*Task requirements*:
Look below for the line with "Could you kindly indicate each instance of the leaf". Extract that line and each one after it through the last, word for word.

*Data supplied*:
┄┄┄┄┄┄┄┄┄┄┄┄┄┄┄┄┄┄┄┄

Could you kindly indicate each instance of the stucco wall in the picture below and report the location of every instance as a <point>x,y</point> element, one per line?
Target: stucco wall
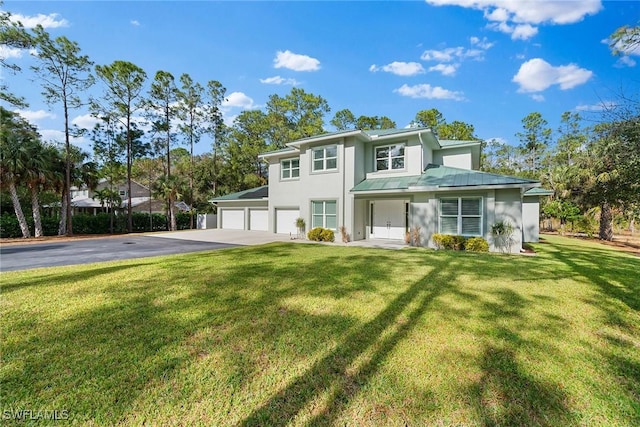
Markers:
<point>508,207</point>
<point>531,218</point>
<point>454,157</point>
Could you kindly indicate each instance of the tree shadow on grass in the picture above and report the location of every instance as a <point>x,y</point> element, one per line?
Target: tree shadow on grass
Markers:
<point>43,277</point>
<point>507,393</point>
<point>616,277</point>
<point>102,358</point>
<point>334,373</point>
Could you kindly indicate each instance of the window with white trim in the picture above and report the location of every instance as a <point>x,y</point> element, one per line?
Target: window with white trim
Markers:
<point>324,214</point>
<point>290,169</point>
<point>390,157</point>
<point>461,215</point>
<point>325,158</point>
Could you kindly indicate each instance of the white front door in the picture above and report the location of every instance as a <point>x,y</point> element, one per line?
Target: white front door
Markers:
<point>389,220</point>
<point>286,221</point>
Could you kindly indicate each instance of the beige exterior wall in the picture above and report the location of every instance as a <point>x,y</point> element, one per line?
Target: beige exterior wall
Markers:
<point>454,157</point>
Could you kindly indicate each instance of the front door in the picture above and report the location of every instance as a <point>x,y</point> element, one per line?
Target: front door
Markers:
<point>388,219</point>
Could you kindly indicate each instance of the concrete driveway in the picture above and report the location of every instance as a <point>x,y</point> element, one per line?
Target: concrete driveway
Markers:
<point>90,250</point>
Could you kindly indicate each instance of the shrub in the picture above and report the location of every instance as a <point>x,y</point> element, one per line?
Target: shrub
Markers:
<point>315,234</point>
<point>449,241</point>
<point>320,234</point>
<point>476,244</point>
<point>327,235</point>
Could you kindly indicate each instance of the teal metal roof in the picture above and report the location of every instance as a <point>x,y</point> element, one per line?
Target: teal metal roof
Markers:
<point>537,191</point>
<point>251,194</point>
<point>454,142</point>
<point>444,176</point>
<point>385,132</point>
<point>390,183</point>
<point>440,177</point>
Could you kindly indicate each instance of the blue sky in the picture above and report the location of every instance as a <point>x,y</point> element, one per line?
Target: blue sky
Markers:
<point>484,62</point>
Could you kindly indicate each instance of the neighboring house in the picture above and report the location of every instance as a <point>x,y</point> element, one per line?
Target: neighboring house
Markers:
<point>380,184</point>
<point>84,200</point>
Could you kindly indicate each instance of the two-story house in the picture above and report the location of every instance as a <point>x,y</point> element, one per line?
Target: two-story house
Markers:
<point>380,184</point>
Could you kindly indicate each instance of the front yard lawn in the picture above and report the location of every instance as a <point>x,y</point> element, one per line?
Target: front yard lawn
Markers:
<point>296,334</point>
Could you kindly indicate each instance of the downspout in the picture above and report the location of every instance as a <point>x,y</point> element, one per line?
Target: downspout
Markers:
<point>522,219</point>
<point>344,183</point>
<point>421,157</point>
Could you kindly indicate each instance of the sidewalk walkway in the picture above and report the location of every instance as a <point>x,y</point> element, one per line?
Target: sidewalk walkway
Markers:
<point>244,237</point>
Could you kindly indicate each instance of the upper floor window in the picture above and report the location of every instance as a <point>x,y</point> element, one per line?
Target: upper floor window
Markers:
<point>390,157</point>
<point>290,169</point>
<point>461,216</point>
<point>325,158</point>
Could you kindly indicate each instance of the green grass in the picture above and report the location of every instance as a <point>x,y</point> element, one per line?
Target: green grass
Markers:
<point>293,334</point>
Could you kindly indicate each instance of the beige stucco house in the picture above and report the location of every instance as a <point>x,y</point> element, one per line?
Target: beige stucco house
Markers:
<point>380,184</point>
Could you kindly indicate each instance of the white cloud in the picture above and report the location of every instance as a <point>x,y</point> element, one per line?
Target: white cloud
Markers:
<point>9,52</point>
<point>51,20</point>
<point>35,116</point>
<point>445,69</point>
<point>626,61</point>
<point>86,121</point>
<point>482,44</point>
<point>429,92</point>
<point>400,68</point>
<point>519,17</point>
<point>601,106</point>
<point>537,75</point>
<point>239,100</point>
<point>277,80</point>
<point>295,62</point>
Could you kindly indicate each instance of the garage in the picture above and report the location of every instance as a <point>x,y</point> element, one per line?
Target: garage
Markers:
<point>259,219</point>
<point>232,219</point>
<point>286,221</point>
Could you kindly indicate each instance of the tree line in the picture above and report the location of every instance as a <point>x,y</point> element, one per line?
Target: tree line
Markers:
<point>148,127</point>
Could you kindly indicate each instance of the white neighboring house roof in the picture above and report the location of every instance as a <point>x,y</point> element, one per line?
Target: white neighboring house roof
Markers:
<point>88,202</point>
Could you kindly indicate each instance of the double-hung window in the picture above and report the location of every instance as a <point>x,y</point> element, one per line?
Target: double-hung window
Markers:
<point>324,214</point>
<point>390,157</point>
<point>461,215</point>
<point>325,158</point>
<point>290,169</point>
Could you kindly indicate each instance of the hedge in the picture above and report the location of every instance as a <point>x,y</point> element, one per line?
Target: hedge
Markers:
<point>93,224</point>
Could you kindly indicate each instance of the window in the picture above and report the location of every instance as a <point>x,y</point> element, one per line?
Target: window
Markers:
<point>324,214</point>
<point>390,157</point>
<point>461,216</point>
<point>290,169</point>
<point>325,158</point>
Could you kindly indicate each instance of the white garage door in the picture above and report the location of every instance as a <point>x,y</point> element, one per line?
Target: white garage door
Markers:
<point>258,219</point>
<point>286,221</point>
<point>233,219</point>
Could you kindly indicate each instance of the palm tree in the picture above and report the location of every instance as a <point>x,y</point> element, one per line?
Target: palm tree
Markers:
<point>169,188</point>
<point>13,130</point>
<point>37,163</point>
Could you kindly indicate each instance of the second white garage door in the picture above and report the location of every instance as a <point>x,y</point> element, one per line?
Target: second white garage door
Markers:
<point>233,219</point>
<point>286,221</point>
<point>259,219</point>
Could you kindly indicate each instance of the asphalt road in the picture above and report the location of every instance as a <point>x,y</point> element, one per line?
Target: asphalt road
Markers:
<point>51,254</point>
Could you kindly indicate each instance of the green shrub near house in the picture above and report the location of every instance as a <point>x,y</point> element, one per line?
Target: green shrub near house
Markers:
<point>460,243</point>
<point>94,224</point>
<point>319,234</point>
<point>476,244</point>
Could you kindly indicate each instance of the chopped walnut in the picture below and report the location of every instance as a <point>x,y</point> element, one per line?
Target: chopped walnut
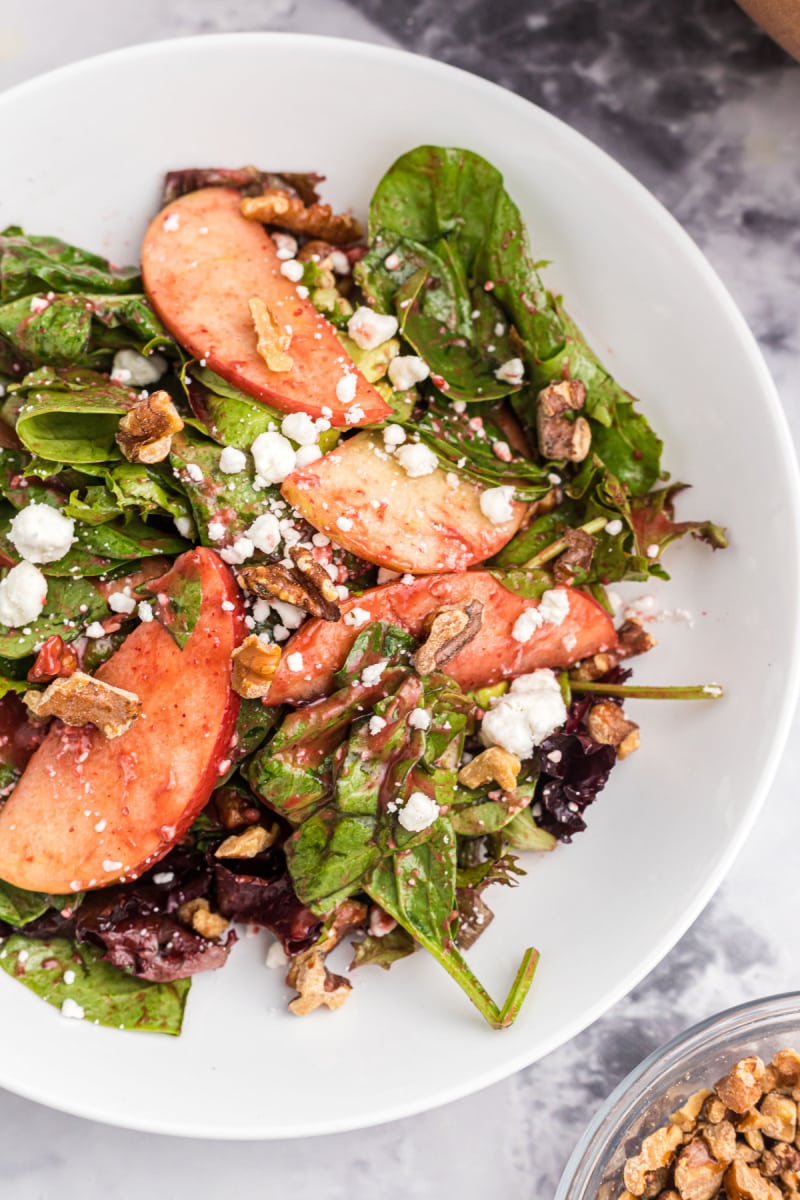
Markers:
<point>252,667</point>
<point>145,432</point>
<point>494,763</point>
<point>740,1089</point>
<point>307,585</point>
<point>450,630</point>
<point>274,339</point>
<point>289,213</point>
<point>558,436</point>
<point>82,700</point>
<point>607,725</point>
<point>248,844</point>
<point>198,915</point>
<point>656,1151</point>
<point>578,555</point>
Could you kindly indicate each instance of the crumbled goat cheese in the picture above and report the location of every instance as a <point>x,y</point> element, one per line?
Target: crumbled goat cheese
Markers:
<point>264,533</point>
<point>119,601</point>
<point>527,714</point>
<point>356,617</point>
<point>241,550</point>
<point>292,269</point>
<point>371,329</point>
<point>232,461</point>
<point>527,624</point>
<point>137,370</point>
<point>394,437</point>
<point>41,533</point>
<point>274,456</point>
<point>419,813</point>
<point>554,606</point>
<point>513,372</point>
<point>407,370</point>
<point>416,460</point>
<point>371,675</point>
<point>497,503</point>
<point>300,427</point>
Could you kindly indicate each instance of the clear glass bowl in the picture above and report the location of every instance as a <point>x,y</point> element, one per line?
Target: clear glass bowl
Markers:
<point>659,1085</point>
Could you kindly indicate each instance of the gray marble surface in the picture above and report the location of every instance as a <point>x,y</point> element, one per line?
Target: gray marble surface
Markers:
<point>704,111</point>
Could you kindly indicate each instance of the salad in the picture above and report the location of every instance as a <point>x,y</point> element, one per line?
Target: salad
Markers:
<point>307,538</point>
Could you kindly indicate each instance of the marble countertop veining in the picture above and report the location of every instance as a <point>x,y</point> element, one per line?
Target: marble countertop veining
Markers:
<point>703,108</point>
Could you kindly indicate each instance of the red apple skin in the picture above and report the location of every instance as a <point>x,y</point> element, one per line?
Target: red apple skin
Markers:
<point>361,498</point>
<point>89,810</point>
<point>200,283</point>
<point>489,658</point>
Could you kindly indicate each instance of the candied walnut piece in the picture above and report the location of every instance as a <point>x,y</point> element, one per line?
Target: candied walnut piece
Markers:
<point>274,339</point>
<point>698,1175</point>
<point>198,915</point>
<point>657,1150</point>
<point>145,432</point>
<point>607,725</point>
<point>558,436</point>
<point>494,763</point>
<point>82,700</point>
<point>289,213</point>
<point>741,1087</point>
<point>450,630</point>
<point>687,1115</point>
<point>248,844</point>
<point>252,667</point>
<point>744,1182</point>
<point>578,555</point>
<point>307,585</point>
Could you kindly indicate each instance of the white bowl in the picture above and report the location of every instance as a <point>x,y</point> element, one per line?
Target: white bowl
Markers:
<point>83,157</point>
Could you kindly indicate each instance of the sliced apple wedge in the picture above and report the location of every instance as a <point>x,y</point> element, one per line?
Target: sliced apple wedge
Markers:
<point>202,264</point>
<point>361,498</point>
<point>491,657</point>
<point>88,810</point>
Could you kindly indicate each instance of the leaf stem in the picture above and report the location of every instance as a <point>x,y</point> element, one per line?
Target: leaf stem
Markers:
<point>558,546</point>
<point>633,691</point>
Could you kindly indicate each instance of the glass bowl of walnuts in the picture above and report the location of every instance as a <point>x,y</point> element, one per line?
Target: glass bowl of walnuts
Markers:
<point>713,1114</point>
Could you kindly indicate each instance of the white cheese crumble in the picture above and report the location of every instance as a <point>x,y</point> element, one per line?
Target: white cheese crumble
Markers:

┄┄┄┄┄┄┄┄┄┄┄┄┄┄┄┄┄┄┄┄

*Answer to this task*:
Could you kindly indicate each instance of the leaf stem in the picture above and report the location of every instance as a <point>x,y</point> element, one per line?
Target: leaf stem
Markers:
<point>558,546</point>
<point>633,691</point>
Could you kindly indicate each instance of the glass bowl of walnuts in the picture above and report the location of every instance as a <point>x,y</point> element, one per line?
Target: glass bowl of walnuts
Markers:
<point>713,1114</point>
Could you kindly indicate each instance of the white cheese crumble in the picture above and report the location of every instance as a <point>x,y</point> element, one per line?
Target: white cheese crumble
Markers:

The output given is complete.